Position annotation records
§ §
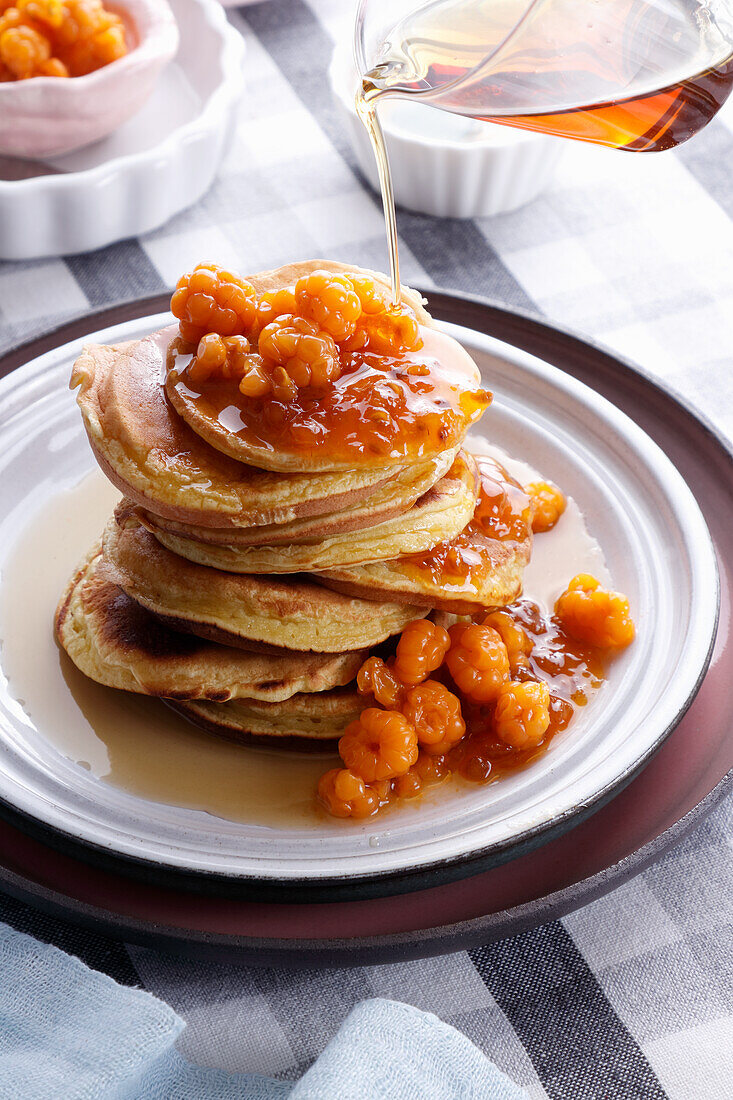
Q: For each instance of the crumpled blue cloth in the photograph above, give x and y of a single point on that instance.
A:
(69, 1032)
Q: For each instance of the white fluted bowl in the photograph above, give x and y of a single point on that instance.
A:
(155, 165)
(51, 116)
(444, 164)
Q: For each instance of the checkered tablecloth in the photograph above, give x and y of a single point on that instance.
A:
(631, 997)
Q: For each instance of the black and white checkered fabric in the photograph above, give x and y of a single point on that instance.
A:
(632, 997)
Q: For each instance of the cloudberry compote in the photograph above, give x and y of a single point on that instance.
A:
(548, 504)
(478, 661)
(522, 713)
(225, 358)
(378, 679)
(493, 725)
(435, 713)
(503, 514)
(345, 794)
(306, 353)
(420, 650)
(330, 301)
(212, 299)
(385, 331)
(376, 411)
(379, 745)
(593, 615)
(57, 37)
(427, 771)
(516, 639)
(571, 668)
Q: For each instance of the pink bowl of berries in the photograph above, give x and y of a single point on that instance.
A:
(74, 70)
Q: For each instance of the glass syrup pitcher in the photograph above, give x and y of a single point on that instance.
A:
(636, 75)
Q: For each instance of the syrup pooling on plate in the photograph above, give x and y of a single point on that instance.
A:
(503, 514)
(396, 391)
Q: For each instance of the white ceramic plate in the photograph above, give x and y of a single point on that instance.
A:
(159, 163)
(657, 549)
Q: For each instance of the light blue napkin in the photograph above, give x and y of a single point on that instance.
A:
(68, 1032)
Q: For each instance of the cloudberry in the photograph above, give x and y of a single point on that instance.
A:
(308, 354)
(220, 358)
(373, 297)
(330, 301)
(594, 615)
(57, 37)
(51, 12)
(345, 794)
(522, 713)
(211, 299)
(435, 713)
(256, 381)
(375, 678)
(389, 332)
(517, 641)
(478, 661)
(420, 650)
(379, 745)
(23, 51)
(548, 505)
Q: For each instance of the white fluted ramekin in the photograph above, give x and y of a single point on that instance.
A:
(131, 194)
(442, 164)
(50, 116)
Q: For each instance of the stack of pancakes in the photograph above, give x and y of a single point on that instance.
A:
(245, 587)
§ §
» REQUIREMENT: Reproduce every record above exactly, omitting the pictures.

» PROBLEM SOLUTION:
Q: For each instance of the crumpled blue cloth in the photograph above, give x and y of a single point on that instance.
A:
(69, 1032)
Q: For each instance of the white fluted bowl in the photograph above, give x and y of a single point on that instance.
A:
(155, 165)
(51, 116)
(444, 164)
Q: For each instance of the checkered tablecloth in the photograph above, give x and y of a single point on that instance.
A:
(631, 997)
Q: For each instance of the black and white checkered fabric in the photograph above, give x and y of a single point on that instance.
A:
(632, 997)
Q: For each instance of the cloudberry compote in the photograph above, give x and y of a single point on that instance.
A:
(548, 504)
(478, 661)
(522, 713)
(225, 358)
(378, 679)
(493, 725)
(435, 713)
(503, 514)
(345, 794)
(306, 353)
(420, 650)
(330, 301)
(212, 299)
(385, 331)
(376, 411)
(379, 745)
(593, 615)
(57, 37)
(427, 771)
(516, 639)
(571, 668)
Q: For each instance of the pink bowl of berries in the photograph above, give x and y of a single point on that instance.
A:
(74, 70)
Q: For each instance of the glass syrup pitcher in the photograph above, give x and y of a single point on that instance.
A:
(636, 75)
Q: For each instance of the syrup pooling on plate in the photograph above, give x and y of a single point on that instance.
A:
(503, 514)
(396, 391)
Q: For each instance of the white ceramic plate in the photograph above, give x and y of a single point on that instance.
A:
(159, 163)
(657, 549)
Q: For each instance of the light blue napkin in the photograph above, give x and y of a single point on that instance.
A:
(68, 1032)
Q: For each instance of the cloudberry in the photograph above, give x and y of a single point on that instance.
A:
(308, 354)
(220, 358)
(373, 297)
(330, 301)
(594, 615)
(57, 37)
(51, 12)
(345, 794)
(522, 713)
(211, 299)
(435, 713)
(256, 381)
(375, 678)
(389, 332)
(517, 641)
(478, 661)
(420, 650)
(379, 745)
(23, 51)
(548, 505)
Q: For each instance of the white fluted ramekin in the photograph above, give x and y of a single point on that instance.
A:
(131, 194)
(442, 164)
(50, 116)
Q: For each instance of the stack of pancakes in the photograph above, give x and y of a single point on that instance.
A:
(245, 587)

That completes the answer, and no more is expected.